§ TEXT EXCERPT:
- - - - - - -
[at-l] Regrets

Felix J AThiker at smithville.net
Fri Dec 16 10:04:05 CST 2011


You know how sometimes a person will enter your life for a 
little while and then leave your life for some reason. And, 
even though they aren't in your life actively anymore, you 
still think about them, or your time with them, what you 
learned from and with them, what you experienced together, 
nearly everyday. The reasons they aren't actively in your 
life can be good, bad or indifferent. Usually it's just the 
way it is. The way it turns out.  People are busy and have 
their lives to live and the next thing you know fifteen 
years have gone by.

Back in August of 1998 a guy came into my life while I was 
hiking the AT.  I was initially intimidated by him a little. 
The intimidation was not because I thought he was going to 
cause me harm. It was because I had so much respect for him, 
what he had done and what he was doing, that I wasn't 
certain I was worthy of hiking with him.

The AT, in the wonderful way it works its magic, made it be 
that he and I would hike together for a time. In that time, 
the respect increased. The respect turned to love. And, the 
love to a spiritual connection unlike any other I've ever had.
- - - - - - -
(Image boundary labeling records)
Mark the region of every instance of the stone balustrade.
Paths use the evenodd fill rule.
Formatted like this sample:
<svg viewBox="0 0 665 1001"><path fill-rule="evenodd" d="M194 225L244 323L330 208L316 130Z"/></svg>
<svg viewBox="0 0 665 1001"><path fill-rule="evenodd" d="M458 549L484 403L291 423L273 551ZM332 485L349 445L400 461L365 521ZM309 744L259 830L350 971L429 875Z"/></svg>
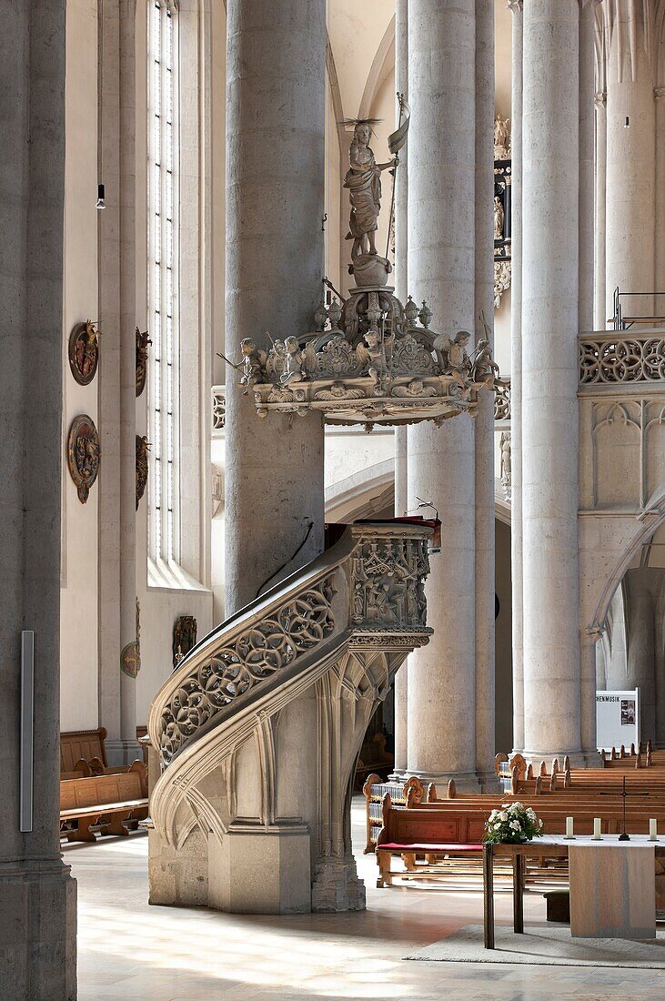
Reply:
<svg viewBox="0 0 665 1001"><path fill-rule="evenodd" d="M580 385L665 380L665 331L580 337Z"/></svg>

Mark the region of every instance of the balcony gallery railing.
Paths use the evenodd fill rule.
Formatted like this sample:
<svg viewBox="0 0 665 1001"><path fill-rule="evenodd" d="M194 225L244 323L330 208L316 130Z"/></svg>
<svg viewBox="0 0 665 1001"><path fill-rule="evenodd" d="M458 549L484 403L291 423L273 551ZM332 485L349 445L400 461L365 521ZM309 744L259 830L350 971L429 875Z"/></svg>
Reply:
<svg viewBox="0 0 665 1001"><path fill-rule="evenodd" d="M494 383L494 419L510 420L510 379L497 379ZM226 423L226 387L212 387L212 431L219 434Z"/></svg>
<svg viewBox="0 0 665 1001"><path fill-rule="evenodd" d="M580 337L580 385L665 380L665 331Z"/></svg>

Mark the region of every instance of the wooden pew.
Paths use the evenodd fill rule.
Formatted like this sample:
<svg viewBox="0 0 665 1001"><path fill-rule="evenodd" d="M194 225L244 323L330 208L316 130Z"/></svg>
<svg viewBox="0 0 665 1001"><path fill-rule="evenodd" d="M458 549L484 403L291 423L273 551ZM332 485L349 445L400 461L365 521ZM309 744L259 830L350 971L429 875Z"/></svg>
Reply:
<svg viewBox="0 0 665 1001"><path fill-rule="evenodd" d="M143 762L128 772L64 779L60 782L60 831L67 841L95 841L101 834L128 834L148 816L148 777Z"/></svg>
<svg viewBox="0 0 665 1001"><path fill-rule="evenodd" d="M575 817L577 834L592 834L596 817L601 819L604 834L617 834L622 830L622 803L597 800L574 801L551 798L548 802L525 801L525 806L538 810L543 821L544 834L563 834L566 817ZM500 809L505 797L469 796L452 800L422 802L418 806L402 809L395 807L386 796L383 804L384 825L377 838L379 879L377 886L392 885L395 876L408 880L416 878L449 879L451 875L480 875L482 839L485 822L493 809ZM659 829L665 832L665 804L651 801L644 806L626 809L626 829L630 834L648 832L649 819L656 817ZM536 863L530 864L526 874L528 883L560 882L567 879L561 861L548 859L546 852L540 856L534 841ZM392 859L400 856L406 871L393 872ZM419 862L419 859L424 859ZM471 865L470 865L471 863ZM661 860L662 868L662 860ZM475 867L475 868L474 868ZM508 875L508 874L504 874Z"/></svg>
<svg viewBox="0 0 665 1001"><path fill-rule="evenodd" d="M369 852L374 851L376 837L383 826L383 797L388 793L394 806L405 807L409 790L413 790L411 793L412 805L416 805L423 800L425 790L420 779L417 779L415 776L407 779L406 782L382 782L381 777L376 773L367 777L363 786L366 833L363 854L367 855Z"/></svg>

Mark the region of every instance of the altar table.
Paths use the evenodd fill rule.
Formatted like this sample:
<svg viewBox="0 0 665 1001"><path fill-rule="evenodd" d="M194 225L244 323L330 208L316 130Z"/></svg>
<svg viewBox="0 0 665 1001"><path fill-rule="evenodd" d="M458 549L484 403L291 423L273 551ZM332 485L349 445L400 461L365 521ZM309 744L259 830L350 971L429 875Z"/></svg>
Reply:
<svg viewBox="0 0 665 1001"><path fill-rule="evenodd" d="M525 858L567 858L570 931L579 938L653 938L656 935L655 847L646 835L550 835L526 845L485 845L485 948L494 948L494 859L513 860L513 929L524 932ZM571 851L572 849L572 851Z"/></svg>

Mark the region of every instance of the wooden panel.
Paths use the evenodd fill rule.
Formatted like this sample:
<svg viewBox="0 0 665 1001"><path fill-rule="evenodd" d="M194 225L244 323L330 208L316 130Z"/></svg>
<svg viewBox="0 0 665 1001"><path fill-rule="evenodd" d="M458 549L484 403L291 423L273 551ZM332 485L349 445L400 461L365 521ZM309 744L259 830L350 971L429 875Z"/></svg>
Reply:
- - - - - - -
§ TASKS FOR THIS EXERCISE:
• A. Rewrite the post about regrets, starting with "Back in August" and going on through "I've ever had.", and substitute "admiration" for "respect" wherever it appears.
• B. Take the post about regrets further, beginning right after its last sentence.
You will not need the records for any of this.

§ PER-TASK ANSWERS:
• A.
Back in August of 1998 a guy came into my life while I was 
hiking the AT.  I was initially intimidated by him a little. 
The intimidation was not because I thought he was going to 
cause me harm. It was because I had so much admiration for him, 
what he had done and what he was doing, that I wasn't 
certain I was worthy of hiking with him.

The AT, in the wonderful way it works its magic, made it be 
that he and I would hike together for a time. In that time, 
the admiration increased. The admiration turned to love. And, the 
love to a spiritual connection unlike any other I've ever had.

• B.
We were together when I experienced the most amazing act of 
nature I've ever witnessed: 90 mile an hour winds on the 
summit of Mt. Madison. It was here that one of the only 
regrets of my life occurred.  Because my mind was littered 
with concern over a lost hiker, a hiker more or less in my 
care, I may have been thinking of a picture I wasn't 
currently in.

So, I left him. I left him in the 90 miles an hour wind. A 
wind that was blowing rain and sleet so hard it stung when 
it hit. A wind so strong it took  our breath away. A wind so 
loud we couldn't talk to each other. I left him even though 
the trail was like climbing over a pile of ice-covered cars. 
I left him even though he had only one eye and therefore no 
depth-perception. I left him, I think, because I thought he 
was 'unstoppable'.  I should have never left him.

He made it down the mountain to the safety of a 'hut'. The 
lost hiker made it up the mountain to the safety of a 'hut'. 
We were all together again in the safety of a 'hut'.  And, 
it wasn't until years later that I figured out that I should 
have never left him on that pile of rocks.

So, today I found out that my hiking brother, Patch, has 
another Mt. Madison to climb. And, I'm going to do my 
damnedest to not leave him there alone this time.

-- 
Felix J. McGillicuddy
ME-->GA '98
"Your Move"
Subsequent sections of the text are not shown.